[plt-scheme] 2htdp/image questions

From: Robby Findler (robby at eecs.northwestern.edu)
Date: Sun Apr 18 09:07:12 EDT 2010

As it turns out, That is a bad idea for performance reasons (computing
the bitmap is far more expensive than any of the other things that get
done to images) but image equality has to do that (in the fallback
slow path), so it would not be too hard to add a get-pixel function
that first computed the image and the returned the pixel.

Note that the current design of the image api works hard to avoid
working with bitmaps not only because it is inefficient, but also
because you cannot have a high quality rotate or scale functions
(things will get pixelated).

If you are really serious about this, then, I think that you probably
want to design your own api.

Also perhaps worth noting, such loops are probably easily
parallelizable, in most cases. I'm not sure if futures are up to the
task or not, tho.

Robby

On Sun, Apr 18, 2010 at 7:52 AM, Stephen Bloch <sbloch at adelphi.edu> wrote:
> I was at a CS education conference over the weekend, and saw a number of
> people showing off the things their students can do to images in the first
> week or two of class in Python.  For the most part, these operations boil
> down to (not real Python syntax)
> for i = 1 to image.height
> for j = 1 to image.width
> image.pixel[i,j] = some modification of image.pixel[i,j]
> Of course, as everyone on this list knows, the loops are a distraction from
> what's really going on: we don't actually care in what order the pixels are
> processed, as long as they all get processed and the results put together.
> So to be able to beat the Pythonistas at this game, a Schemer would need
> ; map-image : (color -> color) image -> image
> or better yet
> ; map-image : (x y color -> color) image -> image
> which allows you to easily write, for example, a color gradient transform.
------------------------------
■ **Given problem**: Reproduce the passage of the image-library message that begins with "Also perhaps worth" and stops after "real Python syntax)", word for word.

Data records:
------------------------------
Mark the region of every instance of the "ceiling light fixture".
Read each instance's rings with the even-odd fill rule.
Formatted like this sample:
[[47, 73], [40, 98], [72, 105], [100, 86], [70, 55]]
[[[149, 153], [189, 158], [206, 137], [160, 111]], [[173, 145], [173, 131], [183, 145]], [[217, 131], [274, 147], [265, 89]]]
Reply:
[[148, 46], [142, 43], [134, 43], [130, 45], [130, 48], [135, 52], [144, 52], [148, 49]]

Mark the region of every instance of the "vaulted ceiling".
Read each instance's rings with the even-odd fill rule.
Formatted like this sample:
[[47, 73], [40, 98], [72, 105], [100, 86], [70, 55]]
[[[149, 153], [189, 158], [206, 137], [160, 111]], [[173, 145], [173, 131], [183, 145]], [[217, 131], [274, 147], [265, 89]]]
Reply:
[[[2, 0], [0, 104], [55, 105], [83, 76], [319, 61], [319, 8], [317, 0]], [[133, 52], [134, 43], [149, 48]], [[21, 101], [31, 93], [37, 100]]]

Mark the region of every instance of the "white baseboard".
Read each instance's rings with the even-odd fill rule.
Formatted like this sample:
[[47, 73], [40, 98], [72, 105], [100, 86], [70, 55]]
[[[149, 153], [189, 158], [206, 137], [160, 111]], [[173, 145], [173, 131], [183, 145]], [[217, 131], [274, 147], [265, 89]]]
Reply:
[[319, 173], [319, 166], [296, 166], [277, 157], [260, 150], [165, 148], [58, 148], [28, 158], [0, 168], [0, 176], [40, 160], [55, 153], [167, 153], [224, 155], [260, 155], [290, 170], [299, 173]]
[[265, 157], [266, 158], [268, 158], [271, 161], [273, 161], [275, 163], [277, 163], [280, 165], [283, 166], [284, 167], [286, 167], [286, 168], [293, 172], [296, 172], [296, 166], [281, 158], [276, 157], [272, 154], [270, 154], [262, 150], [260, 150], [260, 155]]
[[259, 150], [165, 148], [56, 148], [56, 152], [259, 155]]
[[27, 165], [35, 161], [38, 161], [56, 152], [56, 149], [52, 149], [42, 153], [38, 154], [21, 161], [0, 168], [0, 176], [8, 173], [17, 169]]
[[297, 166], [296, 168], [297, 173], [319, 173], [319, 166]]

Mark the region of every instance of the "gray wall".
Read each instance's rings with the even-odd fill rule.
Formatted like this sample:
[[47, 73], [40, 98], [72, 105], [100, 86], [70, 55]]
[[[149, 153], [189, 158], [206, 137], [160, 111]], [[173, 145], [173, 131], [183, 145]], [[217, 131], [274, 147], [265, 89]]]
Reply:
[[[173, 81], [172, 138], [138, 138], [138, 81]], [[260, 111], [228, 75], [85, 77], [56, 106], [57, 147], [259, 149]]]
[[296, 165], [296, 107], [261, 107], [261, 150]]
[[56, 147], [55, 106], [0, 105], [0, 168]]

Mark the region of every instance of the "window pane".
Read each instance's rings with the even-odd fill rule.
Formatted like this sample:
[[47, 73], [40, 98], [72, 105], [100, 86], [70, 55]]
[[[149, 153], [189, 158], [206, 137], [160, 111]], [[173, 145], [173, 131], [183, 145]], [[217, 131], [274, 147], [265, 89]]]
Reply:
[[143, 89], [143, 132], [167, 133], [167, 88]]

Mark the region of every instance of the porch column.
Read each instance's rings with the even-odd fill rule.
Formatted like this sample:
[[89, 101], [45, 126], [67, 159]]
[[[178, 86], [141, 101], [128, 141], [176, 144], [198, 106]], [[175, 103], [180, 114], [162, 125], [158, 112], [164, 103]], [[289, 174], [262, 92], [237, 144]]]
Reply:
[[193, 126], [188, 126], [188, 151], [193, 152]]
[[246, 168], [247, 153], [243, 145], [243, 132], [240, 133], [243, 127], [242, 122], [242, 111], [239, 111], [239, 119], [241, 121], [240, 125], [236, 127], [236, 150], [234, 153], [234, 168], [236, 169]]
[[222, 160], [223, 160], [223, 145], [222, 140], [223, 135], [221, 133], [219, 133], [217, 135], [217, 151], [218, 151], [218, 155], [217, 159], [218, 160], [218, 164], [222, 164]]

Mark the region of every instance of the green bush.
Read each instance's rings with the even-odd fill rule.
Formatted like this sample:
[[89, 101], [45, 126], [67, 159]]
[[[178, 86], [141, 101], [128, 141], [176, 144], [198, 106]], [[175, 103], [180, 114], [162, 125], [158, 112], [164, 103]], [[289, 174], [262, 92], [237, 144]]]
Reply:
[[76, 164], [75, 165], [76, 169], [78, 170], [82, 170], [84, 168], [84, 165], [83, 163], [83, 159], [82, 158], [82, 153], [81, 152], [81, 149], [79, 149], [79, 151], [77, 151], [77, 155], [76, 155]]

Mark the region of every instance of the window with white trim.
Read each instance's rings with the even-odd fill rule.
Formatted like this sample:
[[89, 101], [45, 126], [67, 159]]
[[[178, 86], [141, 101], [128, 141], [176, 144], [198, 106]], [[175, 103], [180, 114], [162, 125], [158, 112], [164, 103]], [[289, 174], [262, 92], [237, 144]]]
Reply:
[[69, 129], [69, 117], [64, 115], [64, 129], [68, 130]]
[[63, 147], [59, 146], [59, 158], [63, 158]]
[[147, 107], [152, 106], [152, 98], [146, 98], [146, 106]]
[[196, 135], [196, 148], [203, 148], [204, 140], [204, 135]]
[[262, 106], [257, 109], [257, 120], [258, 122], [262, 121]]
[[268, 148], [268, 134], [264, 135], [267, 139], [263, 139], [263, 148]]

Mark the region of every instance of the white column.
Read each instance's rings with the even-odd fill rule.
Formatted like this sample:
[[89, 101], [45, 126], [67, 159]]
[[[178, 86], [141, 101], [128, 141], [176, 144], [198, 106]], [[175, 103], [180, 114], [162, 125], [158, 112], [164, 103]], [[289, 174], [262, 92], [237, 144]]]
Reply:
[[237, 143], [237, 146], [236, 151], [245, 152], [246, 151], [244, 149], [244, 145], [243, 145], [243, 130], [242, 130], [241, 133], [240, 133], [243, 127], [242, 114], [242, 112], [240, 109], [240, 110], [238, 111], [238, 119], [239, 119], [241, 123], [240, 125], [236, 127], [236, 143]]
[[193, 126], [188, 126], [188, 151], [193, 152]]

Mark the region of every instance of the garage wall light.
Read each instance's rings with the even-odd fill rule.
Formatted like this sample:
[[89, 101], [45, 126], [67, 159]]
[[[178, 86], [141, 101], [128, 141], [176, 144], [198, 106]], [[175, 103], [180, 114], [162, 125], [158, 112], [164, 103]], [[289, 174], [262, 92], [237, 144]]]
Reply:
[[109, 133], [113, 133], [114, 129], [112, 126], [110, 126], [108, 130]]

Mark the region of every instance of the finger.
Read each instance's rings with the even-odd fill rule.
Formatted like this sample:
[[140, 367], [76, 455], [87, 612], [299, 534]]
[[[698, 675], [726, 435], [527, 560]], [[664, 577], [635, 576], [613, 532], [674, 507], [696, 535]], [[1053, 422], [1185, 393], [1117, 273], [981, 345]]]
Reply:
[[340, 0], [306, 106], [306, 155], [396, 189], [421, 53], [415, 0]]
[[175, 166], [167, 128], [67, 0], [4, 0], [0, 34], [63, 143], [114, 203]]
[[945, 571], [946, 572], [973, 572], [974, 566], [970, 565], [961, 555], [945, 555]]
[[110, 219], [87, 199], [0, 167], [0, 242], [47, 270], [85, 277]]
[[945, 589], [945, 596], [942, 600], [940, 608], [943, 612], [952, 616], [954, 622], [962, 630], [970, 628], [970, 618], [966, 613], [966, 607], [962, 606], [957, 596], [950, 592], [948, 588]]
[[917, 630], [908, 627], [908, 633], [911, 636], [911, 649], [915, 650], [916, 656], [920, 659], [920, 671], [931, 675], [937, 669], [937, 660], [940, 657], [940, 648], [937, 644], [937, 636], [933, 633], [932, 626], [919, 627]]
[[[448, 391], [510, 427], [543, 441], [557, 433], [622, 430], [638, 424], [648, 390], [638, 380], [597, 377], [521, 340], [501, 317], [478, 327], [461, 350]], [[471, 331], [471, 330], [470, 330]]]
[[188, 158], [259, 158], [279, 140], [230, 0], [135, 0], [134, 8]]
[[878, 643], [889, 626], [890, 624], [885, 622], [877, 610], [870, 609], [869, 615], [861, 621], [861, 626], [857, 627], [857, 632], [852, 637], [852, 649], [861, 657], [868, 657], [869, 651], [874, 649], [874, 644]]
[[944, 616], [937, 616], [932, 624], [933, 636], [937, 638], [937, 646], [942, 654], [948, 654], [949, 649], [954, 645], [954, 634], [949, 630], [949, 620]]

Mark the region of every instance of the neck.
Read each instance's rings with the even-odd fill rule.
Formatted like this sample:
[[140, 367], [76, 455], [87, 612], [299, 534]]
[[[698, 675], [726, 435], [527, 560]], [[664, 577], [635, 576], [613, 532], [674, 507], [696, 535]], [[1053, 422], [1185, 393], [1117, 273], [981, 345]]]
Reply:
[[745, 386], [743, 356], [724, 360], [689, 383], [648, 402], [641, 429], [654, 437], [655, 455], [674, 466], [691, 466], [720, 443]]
------------------------------
■ **Answer to this task**:
Also perhaps worth noting, such loops are probably easily
parallelizable, in most cases. I'm not sure if futures are up to the
task or not, tho.

Robby

On Sun, Apr 18, 2010 at 7:52 AM, Stephen Bloch <sbloch at adelphi.edu> wrote:
> I was at a CS education conference over the weekend, and saw a number of
> people showing off the things their students can do to images in the first
> week or two of class in Python.  For the most part, these operations boil
> down to (not real Python syntax)